» **Document passage**:
━━━━━━━━━━
The Court of Justice of the European Union
(CJEU) ensures ‘that in the interpretation and application of the treaties, the
law is observed’.1
By contrast, national courts apply and enforce EU law and ensure effective
remedies are available.2


Under a preliminary ruling procedure the CJEU responds
to a question asked by national courts regarding the meaning of EU law, or the
validity of a measure of EU law.3
This involves interpreting EU law and is not an appeal. National courts decide
whether to refer to the CJEU, in relation to the interpretation of treaties, or
the validity and interpretation of acts of the Union institutions, bodies,
offices or agencies.4
To be admissible, there must be a genuine dispute between the parties, and the
court will not respond to hypothetical questions.5
Furthermore, the question must be relevant to the resolution of the substantive
action in the national court.6
The question must be articulated clearly for the CJEU to give a meaningful
response and if the factual or legal context lacks clarity, with inadequate
background information, then the court will refuse to give a ruling.7


Only national courts or tribunals can refer. In
deciding whether a body constitutes a court or tribunal, a number of issues
will be considered; primarily whether the body is established by law and
whether it is permanent, also, whether its jurisdiction is compulsory and
whether it has an inter partes procedure.
━━━━━━━━━━
» **Source material**:
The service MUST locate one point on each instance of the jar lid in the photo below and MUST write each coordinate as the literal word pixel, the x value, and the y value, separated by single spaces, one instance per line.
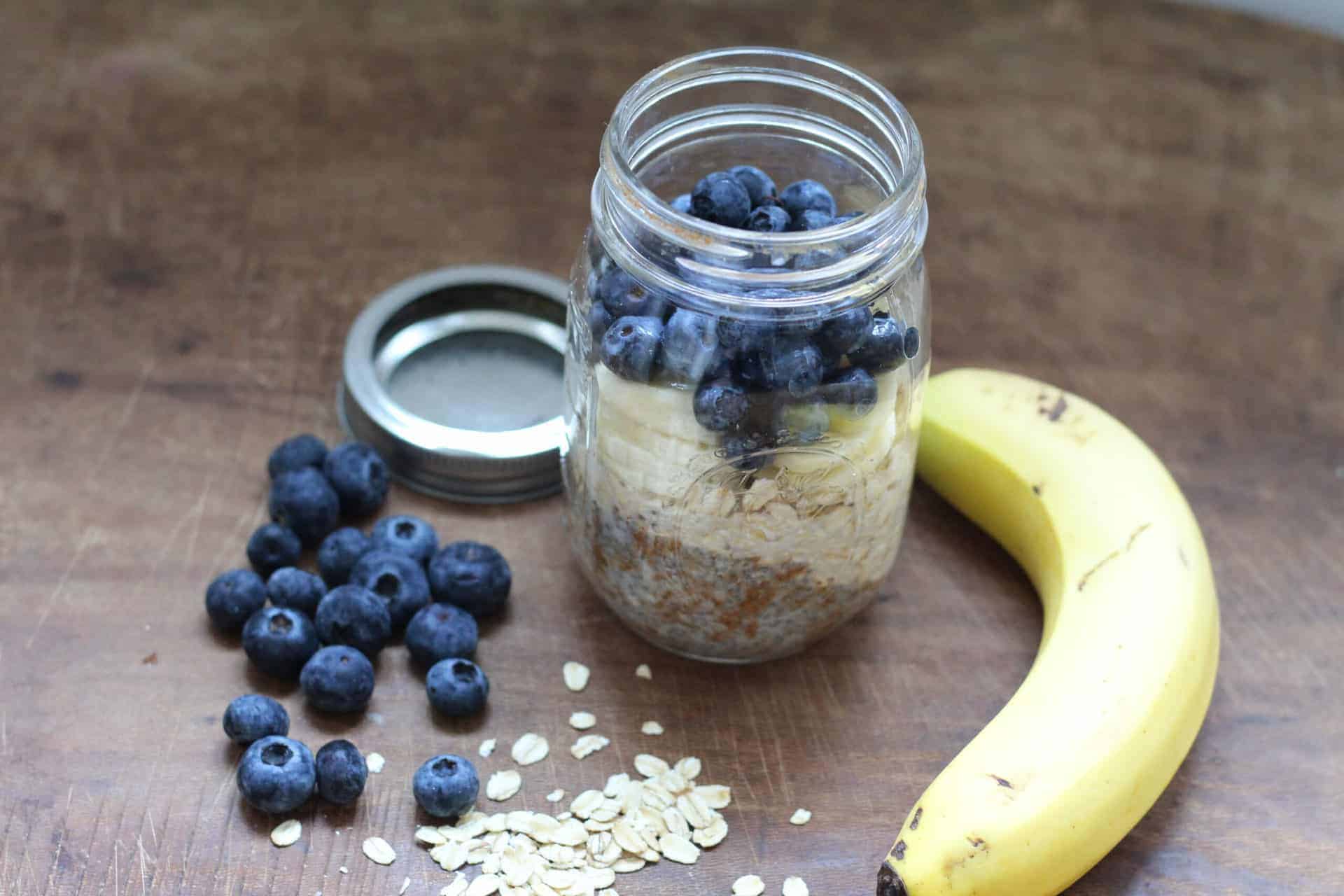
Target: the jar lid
━━━━━━━━━━
» **Short task A**:
Using the CJEU passage, answer each on its own line:
(i) What do national courts ensure is available?
(ii) Will the court respond to hypothetical questions?
(iii) Which bodies alone can refer?
» **Short task B**:
According to the CJEU passage, why must a referred question be articulated clearly, and what follows if the factual or legal context lacks clarity? Answer in one to three sentences.
» **Short task C**:
Reproduce everything in the CJEU passage from "Only national courts" down to "inter partes procedure.".

» **Task output A**:
(i) Effective remedies.
(ii) No.
(iii) National courts or tribunals.

» **Task output B**:
The question must be articulated clearly so that the CJEU can give a meaningful response. If the factual or legal context lacks clarity, with inadequate background information, the court will refuse to give a ruling.

» **Task output C**:
Only national courts or tribunals can refer. In
deciding whether a body constitutes a court or tribunal, a number of issues
will be considered; primarily whether the body is established by law and
whether it is permanent, also, whether its jurisdiction is compulsory and
whether it has an inter partes procedure.